BAB I PENDAHULUAN
1.1
Latar Belakang Emansipasi wanita yang dipelopori R.A Kartini telah membuat suatu
perubahan dalam tatanan sosial masyarakat Indonesia saat ini. Wanita yang dulu hanya berurusan dengan wilayah domestik sebagai ibu rumah tangga, kini sudah menjajaki profesi luar rumah. Bahkan tidak sedikit wanita yang memiliki fungsi ganda, yaitu sebagai ibu rumah tangga dan juga wanita karir. Emansipasi wanita sendiri merupakan hasil tuntutan kaum perempuan untuk mendapatkan hak-hak sosial sebagaimana kaum laki-laki peroleh tanpa menghilangkan kodratnya. Keberadaan emansipasi wanita, menjadikan wanita Indonesia menjadi lebih berwawasan, dan berdaya saing. Kehadiran wanita di ranah publik memicu adanya perkembangan dan pandangan-pandangan berbeda dalam menghadapi masalah di berbagai bidang. Perbedaan sikap dan pikiran antara wanita dan pria yang membuat solusi pemecahan masalah menjadi beragam. Wanita cenderung menghadapi permasalahan lebih dengan menonjolkan perasaannya, sedangkan pria lebih pada naluri dan akalnya. Duet antara perasaan dan akal inilah yang menyebabkan penyelesaian masalah menjadi bervariasi diantaranya.
1
2
Bermula dari emansipasi inilah muncul istilah kesetaraan gender, yaitu kesamaan kondisi bagi laki-laki dan perempuan untuk memperoleh kesempatan serta hak-haknya sebagai manusia agar mampu berperan dan berpartisipasi dalam kegiatan politik, ekonomi, hukum, sosial budaya, pendidikan, hankamnas serta kesamaan dalam menikmati hasil pembangunan tersebut. Gender sendiri diambil dari bahasa Inggris yang berarti jenis kelamin secara sosial budaya dan psikologis. Berbeda dengan istilah sex, yakni jenis kelamin secara kodrat. Gender dapat ditukar atau diubah sesuai dengan peran dan statusnya di dalam masyarakat, sedangkan sex tidak bisa karena itu merupakan pemberian Tuhan. Film di era orde Baru banyak ditempatkan dalam konteks budaya patriarki, perempuan ditempatkan dalam posisi lemah sebagai objek permainan laki-laki khususnya dalam hal seksual. Dan film terus menerus menjadi lahan perjuangan kesetaraan gender khususnya di era reformasi. Ada yang menganggap bahwa perjuangan kesetaraan gender membuat sulit posisi laki-laki. Beberapa anggapan menerka bahwa hal ini merupakan tanggapan atau reaksi dan penjajahan atas peran dan kedudukan laki-laki yang selama ini selalu kuat. Padahal pemahaman wacana gender tidak sesederhana itu. Kesetaraan gender memiliki definisi yang jamak, tergantung pada setiap pribadi yang memaknainya sesuai tujuan dan kasusnya.

(Perintah Tugas 1)
Jawablah pertanyaan berikut berdasarkan teks tentang emansipasi wanita dan kesetaraan gender.
(a) Siapa pelopor emansipasi wanita?
(b) Dari bahasa apa istilah gender diambil?
(c) Pada era apa film banyak ditempatkan dalam konteks budaya patriarki?
Teks tersebut dan daftar sesudahnya berasal dari sumber yang berlainan.

(Isi Data)
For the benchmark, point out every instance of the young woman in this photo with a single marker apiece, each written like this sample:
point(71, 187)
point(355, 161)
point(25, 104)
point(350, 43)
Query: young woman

(Perintah Tugas 2) Ambil semua baris dalam daftar di atas, lalu tuliskan kembali tanpa mengubah apa pun.

(Hasil Latihan 1)
(a) R.A Kartini.
(b) Bahasa Inggris.
(c) Era Orde Baru.

(Hasil Latihan 2)
For the benchmark, point out every instance of the young woman in this photo with a single marker apiece, each written like this sample:
point(71, 187)
point(355, 161)
point(25, 104)
point(350, 43)
Query: young woman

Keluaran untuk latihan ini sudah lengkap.